◆ Text to read
Monday, September 10, 2012

Hegel & the big state

The Democrats in America ran a video at their convention claiming that government is the only thing we all belong to.

That reminded me of an earlier philosophy in which the state was the supreme focus, namely that of the German philosopher Hegel.

According to Stephen Hicks, Hegel believed that God worked through His purposes through the state. Therefore "the State is the Divine Idea as it exists on Earth." So freedom for man was achieving unity with ultimate reality by furthering the purposes of the state.

Hence the following four quotes from Hegel:
It must further be understood that all the worth which the human being possesses—all spiritual reality, he possesses only through the State.

...this final end [of the state] has supreme right against the individual, whose supreme duty is to be a member of the state.

One must worship the state as a terrestrial divinity.

But though we might tolerate the idea that individuals, their desires and the gratification of them, are thus sacrificed, and their happiness given up to the empire of chance, to which it belongs; and that as a general rule, individuals come under the category of means to an ulterior end.

Hicks also provides some evidence for the influence of this kind of thinking on later generations of Germans:
Otto Braun, age 19, a volunteer who died in WW I, wrote in a letter to his parents: “My inmost yearning, my purest, though most secret flame, my deepest faith and my highest hope—they are still the same as ever, and they all bear one name: the State. One day to build the state like a temple, rising up pure and strong, resting in its own weight, severe and sublime, but also serene like the gods and with bright halls glistening in the dancing brilliance of the sun—this, at bottom, is the end and goal of my aspirations”.

◆ Given request 1
From the post on Hegel and the state, print the stretch from "Hegel & the" through "only through the State." with no changes.

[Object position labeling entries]

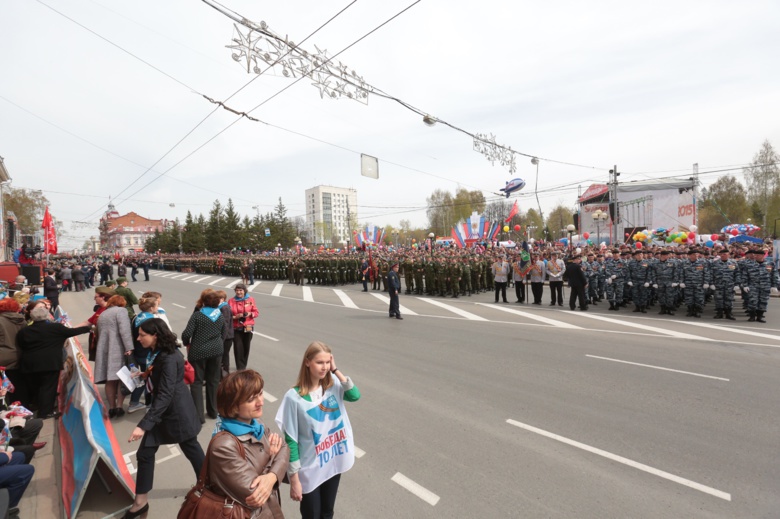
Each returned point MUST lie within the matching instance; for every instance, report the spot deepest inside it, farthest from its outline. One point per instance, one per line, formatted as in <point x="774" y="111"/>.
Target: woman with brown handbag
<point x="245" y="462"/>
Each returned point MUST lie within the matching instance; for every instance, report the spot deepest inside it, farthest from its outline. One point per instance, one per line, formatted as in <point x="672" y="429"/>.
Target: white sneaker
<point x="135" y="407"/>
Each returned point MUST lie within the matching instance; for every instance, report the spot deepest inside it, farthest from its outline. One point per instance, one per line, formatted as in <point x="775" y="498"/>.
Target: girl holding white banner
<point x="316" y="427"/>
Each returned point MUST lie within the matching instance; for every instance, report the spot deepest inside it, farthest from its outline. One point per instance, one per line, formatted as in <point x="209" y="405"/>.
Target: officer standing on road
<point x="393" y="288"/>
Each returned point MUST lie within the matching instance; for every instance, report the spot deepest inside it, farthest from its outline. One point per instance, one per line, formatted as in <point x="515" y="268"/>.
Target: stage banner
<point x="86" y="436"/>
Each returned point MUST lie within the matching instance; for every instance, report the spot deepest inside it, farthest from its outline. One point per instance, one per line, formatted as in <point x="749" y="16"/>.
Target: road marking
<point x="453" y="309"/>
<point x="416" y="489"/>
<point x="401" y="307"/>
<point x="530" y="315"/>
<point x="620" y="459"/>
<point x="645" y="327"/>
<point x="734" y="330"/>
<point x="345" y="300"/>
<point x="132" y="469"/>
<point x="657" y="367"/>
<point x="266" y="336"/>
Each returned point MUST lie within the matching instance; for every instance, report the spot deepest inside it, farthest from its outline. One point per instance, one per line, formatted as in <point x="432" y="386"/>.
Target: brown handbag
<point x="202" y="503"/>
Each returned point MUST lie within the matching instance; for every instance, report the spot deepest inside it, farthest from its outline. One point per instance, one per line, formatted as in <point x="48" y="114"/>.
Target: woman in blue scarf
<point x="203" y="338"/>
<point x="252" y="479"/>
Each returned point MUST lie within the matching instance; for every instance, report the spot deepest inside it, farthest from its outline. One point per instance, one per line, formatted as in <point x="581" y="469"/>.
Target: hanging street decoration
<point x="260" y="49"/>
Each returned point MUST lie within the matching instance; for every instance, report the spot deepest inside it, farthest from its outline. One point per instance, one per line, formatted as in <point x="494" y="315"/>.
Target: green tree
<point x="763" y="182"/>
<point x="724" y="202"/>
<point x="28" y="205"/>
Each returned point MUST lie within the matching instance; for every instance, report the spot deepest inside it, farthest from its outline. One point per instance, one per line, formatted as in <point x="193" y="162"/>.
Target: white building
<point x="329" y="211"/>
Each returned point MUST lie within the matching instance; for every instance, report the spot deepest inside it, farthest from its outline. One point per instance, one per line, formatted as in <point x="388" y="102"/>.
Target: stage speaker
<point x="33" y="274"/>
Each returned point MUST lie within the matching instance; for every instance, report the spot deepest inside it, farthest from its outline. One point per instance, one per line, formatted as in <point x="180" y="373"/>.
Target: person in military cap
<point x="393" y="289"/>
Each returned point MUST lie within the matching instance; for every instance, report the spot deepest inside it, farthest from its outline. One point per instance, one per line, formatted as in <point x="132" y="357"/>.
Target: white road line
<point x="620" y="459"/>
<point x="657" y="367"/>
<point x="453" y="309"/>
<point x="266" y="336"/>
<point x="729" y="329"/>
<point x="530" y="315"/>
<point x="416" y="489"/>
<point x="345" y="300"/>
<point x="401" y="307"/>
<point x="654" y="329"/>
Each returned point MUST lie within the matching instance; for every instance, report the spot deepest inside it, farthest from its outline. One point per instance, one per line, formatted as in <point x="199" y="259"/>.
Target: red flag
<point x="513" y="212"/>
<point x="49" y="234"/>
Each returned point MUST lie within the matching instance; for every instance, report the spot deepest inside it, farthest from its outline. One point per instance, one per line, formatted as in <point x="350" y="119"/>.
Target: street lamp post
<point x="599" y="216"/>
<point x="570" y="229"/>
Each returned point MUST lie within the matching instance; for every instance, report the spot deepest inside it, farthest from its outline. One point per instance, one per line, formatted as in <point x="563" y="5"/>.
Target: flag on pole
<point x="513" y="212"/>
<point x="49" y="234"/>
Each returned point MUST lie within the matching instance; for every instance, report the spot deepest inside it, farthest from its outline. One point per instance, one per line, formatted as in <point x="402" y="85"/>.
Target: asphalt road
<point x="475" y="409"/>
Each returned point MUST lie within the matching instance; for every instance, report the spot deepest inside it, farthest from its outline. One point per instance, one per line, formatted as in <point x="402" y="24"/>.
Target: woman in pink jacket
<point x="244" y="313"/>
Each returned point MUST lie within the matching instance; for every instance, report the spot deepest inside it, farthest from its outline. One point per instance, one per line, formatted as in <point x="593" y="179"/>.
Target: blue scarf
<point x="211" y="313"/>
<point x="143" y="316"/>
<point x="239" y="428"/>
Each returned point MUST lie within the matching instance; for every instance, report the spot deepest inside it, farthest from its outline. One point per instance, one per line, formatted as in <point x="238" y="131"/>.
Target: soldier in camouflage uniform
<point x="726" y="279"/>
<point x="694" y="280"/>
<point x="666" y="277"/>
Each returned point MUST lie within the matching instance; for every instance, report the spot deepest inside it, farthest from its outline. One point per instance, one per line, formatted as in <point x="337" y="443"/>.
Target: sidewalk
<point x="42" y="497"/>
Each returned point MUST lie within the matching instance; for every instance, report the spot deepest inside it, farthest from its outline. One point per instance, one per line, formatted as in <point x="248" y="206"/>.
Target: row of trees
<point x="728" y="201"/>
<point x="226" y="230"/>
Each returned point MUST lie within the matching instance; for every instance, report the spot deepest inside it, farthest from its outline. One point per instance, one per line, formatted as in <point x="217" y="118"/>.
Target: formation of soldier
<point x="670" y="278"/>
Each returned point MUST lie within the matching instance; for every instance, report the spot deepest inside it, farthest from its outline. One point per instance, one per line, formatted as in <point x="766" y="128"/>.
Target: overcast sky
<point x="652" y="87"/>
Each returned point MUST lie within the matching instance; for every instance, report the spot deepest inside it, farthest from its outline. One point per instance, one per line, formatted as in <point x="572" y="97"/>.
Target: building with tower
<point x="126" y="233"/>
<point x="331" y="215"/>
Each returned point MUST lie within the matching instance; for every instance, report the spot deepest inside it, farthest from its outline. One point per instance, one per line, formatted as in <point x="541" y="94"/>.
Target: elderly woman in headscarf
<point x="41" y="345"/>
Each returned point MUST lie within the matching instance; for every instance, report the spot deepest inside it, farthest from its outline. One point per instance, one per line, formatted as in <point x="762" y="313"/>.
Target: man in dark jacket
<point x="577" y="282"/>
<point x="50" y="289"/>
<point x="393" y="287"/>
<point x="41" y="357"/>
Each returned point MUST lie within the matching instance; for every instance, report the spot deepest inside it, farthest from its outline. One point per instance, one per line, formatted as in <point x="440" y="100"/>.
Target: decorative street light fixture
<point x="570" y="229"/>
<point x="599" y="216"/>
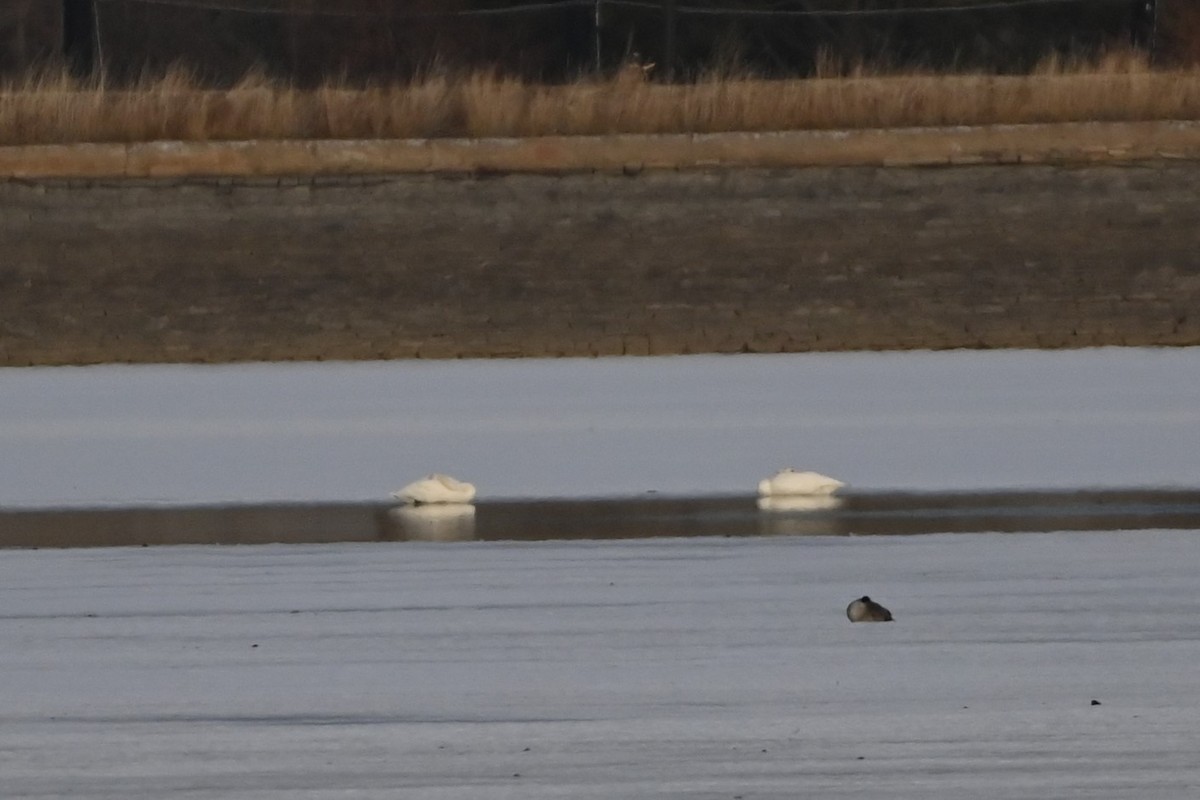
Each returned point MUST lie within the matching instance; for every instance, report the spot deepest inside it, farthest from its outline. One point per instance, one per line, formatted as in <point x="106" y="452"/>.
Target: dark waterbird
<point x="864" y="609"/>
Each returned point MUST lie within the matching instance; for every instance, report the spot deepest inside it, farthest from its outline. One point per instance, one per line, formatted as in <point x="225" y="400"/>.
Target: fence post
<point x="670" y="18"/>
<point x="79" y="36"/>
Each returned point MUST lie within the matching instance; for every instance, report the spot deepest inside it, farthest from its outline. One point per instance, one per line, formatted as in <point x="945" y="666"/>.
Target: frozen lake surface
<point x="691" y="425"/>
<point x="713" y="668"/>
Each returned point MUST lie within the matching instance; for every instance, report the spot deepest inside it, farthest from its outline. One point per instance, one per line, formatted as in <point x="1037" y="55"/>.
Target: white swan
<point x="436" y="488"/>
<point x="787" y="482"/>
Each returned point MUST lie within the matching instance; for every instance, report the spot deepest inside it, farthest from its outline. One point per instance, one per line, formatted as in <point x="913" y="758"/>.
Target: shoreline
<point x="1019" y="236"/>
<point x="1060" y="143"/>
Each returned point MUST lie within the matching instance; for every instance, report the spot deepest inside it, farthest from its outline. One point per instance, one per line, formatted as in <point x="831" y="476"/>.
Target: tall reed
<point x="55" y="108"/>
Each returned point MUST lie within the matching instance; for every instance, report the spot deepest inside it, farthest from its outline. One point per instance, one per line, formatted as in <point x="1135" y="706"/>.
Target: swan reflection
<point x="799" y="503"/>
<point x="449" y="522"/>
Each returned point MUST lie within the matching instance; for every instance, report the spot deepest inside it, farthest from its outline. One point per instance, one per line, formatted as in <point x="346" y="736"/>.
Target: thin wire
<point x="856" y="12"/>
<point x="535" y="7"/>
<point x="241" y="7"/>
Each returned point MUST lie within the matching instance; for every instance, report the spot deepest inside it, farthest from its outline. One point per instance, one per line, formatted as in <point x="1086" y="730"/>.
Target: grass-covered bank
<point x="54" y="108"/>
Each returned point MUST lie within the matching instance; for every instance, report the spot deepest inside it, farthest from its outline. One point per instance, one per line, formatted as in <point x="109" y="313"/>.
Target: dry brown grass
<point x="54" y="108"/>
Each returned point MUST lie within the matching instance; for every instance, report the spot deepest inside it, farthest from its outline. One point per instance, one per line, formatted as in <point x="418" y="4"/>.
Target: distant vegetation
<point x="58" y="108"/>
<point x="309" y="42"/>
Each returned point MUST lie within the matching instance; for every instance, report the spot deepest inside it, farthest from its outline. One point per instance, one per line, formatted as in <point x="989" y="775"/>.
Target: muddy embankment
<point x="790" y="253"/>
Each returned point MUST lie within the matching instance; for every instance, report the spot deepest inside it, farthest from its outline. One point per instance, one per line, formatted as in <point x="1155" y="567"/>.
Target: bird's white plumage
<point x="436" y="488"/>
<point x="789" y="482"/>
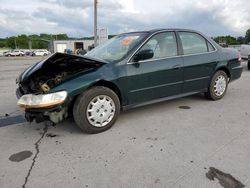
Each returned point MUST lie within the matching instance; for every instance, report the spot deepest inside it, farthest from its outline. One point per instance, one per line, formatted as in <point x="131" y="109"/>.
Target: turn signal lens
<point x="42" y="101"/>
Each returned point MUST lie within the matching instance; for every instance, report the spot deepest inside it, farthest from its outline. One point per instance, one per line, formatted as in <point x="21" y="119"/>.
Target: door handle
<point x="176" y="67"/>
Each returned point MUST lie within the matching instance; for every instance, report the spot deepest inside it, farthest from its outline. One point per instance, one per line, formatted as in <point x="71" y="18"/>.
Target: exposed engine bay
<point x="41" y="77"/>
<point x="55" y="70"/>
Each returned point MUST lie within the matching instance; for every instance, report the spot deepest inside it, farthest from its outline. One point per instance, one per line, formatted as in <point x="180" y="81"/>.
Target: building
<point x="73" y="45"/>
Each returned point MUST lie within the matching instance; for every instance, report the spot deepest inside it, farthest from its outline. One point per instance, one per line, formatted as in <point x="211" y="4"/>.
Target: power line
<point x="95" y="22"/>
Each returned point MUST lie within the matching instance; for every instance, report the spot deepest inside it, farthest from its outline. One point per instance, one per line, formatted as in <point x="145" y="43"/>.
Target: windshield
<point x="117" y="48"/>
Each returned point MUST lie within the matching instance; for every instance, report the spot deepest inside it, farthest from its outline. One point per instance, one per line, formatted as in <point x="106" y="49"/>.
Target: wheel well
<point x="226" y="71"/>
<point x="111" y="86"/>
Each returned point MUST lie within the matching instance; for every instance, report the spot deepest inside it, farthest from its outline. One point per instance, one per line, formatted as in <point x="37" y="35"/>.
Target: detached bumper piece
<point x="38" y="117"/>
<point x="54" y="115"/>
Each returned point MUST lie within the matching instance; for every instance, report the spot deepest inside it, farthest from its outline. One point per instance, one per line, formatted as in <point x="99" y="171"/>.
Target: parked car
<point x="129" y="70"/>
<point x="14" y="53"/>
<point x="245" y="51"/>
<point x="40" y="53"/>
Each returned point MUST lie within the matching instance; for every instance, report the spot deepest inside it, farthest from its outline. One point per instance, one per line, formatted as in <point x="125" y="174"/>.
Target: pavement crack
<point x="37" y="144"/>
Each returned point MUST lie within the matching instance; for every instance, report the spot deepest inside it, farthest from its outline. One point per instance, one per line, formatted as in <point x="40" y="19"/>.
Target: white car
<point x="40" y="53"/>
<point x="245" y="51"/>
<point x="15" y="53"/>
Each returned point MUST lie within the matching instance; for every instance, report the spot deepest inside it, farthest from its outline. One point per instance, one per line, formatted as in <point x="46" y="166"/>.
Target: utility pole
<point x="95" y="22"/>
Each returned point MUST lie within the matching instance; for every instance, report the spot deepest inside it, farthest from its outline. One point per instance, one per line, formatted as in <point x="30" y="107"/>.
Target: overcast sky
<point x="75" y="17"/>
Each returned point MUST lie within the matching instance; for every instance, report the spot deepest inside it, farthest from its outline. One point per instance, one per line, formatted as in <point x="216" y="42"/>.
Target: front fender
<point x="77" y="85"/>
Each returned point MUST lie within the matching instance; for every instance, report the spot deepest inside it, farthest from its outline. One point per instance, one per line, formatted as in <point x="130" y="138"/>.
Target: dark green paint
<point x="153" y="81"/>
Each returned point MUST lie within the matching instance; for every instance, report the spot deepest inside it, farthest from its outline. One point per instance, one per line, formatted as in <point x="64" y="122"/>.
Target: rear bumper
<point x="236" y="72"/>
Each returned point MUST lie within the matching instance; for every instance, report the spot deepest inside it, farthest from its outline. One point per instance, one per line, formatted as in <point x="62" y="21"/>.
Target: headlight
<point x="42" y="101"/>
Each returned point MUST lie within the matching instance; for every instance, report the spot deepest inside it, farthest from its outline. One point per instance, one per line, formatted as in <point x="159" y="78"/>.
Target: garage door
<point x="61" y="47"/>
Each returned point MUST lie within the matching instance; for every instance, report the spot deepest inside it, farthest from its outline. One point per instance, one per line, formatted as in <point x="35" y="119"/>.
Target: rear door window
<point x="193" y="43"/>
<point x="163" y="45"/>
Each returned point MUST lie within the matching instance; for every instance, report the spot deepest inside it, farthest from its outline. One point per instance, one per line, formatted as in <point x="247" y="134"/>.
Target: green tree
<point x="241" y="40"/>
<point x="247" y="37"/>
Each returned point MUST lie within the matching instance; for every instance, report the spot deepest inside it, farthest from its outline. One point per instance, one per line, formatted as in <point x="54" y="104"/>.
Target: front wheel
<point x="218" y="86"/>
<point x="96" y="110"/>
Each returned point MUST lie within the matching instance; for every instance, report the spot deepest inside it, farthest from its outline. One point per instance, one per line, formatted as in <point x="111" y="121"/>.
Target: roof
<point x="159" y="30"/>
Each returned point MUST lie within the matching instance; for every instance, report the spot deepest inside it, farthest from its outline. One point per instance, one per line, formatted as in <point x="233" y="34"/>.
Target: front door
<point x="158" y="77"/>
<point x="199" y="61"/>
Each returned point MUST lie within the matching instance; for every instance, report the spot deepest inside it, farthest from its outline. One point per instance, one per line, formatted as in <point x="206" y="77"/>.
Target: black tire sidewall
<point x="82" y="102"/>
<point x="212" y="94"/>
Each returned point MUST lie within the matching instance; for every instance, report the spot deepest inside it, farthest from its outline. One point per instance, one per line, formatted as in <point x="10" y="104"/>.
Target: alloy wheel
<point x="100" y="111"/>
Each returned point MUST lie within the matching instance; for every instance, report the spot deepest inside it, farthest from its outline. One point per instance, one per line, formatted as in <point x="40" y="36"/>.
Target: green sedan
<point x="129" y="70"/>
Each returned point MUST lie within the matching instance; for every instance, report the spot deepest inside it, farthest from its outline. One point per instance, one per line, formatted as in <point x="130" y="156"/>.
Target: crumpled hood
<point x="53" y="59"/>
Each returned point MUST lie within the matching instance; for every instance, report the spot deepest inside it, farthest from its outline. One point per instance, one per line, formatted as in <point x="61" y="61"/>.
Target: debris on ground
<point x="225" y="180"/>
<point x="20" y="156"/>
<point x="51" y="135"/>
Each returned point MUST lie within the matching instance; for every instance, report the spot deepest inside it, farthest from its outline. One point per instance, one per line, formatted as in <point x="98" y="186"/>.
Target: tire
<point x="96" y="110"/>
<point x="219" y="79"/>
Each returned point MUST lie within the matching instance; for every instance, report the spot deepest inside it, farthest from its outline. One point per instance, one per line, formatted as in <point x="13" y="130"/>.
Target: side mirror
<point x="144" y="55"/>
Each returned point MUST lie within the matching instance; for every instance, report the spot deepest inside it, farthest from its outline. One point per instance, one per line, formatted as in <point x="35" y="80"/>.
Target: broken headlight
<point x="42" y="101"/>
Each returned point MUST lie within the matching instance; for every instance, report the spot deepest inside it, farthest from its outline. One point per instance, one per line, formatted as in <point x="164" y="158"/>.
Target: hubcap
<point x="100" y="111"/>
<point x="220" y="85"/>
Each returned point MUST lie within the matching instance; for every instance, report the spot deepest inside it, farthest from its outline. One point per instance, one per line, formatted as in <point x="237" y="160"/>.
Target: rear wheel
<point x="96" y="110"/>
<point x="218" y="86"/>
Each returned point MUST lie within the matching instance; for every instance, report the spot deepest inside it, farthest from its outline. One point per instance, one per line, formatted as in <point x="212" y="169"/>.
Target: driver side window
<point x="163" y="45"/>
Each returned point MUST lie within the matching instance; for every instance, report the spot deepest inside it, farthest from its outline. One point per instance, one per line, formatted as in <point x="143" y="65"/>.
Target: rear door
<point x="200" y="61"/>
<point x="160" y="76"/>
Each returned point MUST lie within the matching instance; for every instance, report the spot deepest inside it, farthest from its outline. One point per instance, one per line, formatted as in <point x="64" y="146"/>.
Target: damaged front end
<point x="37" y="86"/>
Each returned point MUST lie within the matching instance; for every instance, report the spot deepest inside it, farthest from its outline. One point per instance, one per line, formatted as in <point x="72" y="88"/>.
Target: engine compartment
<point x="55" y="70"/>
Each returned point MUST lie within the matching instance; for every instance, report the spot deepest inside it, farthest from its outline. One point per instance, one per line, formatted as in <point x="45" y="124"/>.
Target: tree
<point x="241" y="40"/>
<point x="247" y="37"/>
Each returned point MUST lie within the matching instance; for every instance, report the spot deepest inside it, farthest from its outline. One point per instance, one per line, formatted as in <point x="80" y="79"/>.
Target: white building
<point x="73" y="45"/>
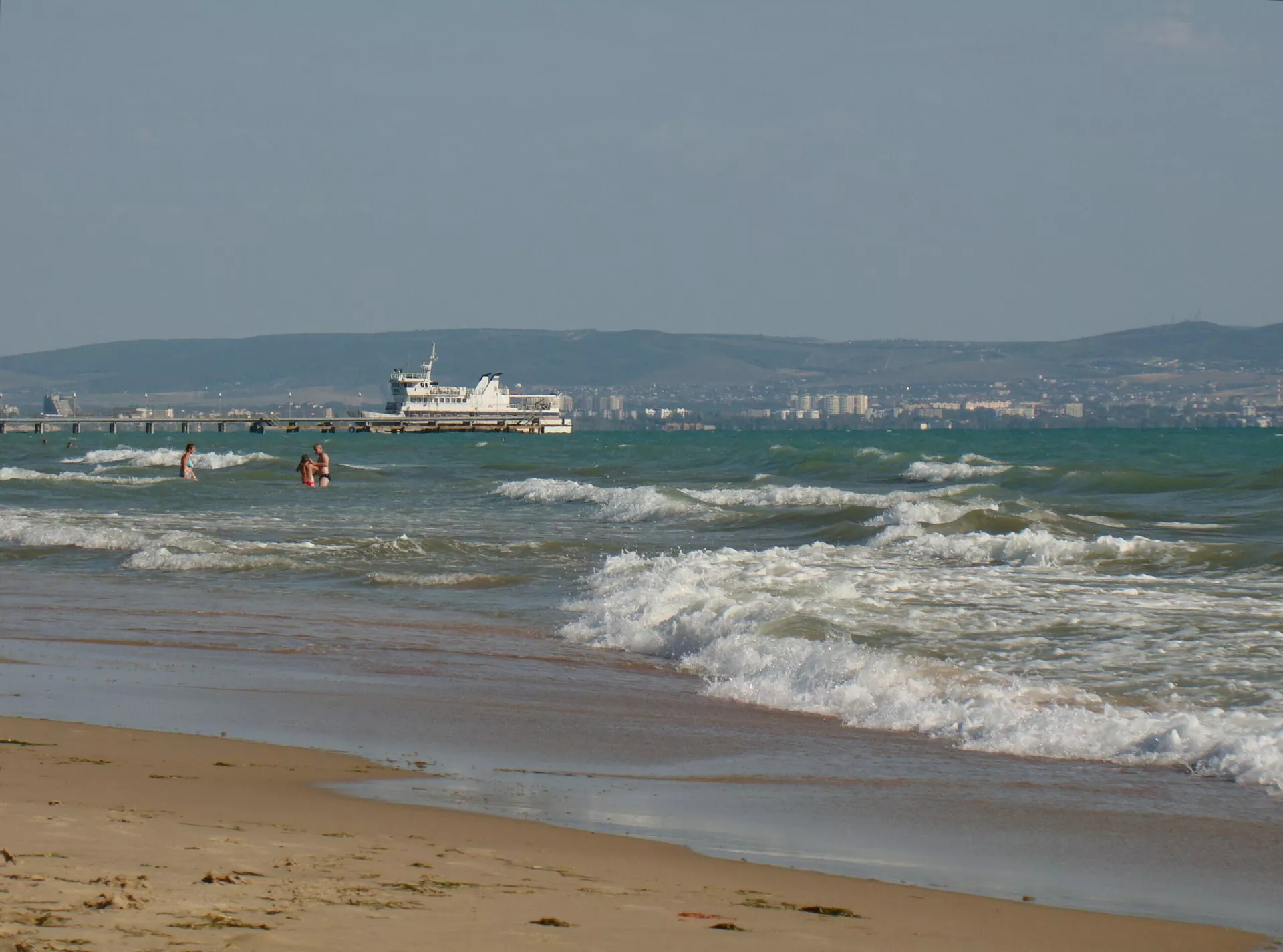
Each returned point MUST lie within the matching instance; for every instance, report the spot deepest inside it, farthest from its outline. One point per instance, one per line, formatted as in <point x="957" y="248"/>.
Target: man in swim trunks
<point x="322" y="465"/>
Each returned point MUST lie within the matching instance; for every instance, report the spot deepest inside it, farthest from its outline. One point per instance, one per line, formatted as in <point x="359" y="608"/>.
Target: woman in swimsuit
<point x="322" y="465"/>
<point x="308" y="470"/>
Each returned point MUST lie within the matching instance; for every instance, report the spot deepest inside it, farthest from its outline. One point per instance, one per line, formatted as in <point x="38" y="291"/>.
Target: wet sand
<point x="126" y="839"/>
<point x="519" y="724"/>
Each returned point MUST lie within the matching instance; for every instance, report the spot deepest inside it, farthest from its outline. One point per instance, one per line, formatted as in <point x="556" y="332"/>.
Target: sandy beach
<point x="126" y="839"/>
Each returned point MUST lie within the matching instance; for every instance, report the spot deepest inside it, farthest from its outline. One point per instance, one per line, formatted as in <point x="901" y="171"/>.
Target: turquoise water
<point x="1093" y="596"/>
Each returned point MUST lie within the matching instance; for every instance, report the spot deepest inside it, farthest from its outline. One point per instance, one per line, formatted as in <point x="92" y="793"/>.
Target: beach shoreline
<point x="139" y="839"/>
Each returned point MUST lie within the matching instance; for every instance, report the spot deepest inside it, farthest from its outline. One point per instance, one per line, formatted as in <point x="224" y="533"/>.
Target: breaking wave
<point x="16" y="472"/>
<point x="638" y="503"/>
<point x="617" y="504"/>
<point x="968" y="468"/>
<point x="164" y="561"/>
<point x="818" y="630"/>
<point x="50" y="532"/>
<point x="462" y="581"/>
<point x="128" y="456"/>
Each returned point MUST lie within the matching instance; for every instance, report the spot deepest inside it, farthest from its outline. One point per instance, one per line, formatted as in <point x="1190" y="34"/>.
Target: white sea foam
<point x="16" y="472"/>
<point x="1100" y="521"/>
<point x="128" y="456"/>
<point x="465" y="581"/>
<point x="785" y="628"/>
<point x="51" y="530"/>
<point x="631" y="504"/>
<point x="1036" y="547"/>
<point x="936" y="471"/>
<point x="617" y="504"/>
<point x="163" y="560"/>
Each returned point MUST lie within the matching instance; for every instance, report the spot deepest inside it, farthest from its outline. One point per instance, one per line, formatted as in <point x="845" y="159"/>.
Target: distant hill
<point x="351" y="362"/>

◆ Given request 2
Identify each line in the rows that contains the word "green", and copy those lines out.

◆ Exercise result 1
Hegel & the big state

The Democrats in America ran a video at their convention claiming that government is the only thing we all belong to.

That reminded me of an earlier philosophy in which the state was the supreme focus, namely that of the German philosopher Hegel.

According to Stephen Hicks, Hegel believed that God worked through His purposes through the state. Therefore "the State is the Divine Idea as it exists on Earth." So freedom for man was achieving unity with ultimate reality by furthering the purposes of the state.

Hence the following four quotes from Hegel:
It must further be understood that all the worth which the human being possesses—all spiritual reality, he possesses only through the State.

◆ Exercise result 2
Target: green tree
Target: dark green paint
Target: green tree
Target: green sedan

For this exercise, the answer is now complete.